------ Extracted information ------

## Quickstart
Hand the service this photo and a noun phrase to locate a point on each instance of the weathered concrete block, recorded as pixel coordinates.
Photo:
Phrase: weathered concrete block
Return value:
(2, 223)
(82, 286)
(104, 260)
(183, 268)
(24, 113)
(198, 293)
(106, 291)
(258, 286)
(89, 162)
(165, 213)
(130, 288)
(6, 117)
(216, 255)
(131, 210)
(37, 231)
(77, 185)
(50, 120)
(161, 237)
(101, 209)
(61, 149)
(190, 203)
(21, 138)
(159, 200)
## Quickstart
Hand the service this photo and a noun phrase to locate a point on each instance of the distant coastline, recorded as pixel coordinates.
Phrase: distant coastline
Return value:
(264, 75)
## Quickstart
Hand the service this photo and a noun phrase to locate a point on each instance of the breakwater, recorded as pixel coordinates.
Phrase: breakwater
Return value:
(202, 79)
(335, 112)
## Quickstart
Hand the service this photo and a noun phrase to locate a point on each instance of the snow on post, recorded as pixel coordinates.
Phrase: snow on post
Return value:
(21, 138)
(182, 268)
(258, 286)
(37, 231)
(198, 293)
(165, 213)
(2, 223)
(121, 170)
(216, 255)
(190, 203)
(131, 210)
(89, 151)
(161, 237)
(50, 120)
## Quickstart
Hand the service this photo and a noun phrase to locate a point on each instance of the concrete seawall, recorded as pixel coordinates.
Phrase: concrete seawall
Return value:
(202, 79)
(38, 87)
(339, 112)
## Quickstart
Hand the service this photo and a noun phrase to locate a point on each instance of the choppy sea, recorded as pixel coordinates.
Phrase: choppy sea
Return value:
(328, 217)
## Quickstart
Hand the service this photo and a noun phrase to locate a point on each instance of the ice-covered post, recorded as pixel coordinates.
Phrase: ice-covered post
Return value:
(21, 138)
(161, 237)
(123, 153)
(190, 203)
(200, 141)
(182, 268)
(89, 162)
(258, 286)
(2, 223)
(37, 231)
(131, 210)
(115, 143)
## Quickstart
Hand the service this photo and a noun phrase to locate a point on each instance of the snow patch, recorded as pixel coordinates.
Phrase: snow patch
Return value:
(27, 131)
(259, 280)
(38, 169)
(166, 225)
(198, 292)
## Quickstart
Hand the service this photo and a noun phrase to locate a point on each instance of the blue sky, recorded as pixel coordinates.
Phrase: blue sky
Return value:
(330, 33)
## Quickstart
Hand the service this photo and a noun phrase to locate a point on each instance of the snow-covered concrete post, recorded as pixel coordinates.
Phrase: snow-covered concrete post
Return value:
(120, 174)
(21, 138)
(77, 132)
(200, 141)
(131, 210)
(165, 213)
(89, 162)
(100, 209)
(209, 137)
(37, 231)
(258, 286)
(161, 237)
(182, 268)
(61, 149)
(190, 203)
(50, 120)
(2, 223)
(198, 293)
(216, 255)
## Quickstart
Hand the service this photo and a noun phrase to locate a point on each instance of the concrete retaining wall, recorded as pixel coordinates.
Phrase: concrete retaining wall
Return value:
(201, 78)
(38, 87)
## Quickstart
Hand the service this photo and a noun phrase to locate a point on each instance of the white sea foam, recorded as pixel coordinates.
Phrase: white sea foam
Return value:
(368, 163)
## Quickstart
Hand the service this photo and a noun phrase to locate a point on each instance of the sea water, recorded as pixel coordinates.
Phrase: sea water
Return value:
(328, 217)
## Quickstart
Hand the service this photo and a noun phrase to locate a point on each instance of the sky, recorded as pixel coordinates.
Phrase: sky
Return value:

------

■ **Work instruction**
Copy each line of the data that includes the word "white".

■ **Task solution**
Hand the service this photo and a noun phrase to locate a point on each instance of the white sea foam, recorded as pixel coordinates.
Phrase: white sea foam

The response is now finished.